- _Point labeling dataset excerpts_:
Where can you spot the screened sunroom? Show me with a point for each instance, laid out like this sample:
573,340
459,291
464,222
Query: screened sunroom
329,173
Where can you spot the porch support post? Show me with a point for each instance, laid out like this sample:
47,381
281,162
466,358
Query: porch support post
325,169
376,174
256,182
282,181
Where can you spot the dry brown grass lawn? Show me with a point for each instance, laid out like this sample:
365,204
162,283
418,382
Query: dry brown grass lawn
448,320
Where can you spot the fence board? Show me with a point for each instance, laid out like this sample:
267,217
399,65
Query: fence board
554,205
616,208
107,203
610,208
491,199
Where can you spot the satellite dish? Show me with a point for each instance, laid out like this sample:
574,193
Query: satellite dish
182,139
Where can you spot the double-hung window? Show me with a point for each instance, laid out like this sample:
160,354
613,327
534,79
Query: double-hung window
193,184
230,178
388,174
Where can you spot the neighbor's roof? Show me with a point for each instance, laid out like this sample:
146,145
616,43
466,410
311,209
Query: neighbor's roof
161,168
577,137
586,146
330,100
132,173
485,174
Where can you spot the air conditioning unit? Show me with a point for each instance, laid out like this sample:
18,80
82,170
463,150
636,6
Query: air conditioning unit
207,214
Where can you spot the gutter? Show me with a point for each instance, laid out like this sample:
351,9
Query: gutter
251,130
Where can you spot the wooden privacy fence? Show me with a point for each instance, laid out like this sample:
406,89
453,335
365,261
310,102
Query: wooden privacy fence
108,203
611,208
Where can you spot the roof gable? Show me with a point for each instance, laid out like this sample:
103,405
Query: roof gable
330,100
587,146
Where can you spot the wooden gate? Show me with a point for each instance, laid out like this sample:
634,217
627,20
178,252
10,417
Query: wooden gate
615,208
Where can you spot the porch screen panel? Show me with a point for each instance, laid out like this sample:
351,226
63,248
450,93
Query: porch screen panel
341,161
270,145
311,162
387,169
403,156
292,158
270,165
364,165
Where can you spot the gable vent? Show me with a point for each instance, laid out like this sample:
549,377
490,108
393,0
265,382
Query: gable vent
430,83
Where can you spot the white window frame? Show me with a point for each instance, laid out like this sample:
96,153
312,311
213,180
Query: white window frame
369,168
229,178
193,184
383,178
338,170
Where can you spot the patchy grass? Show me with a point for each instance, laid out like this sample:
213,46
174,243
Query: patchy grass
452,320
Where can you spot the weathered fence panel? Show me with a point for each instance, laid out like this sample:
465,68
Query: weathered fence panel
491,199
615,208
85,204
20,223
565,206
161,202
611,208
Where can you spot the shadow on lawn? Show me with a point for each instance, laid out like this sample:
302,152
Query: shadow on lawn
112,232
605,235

- _Required work_: Rewrite the stretch from the line containing "Where can you spot the weathered" through the end of the listing, requests included, shifting every coordinate in the answer points up by 17. Leave the requests and their sample points unchanged.

- _Answer below_:
Where can you spot the weathered fence panel? Show me with a point for each instance, laid out like this sample:
465,68
Query: weathered fence panel
508,216
632,225
102,221
37,240
582,223
178,219
628,225
Where can you spot the shadow on lawn? Show me with a point for each instance, laid out like this sample:
302,152
Query: shadow on lawn
129,249
622,252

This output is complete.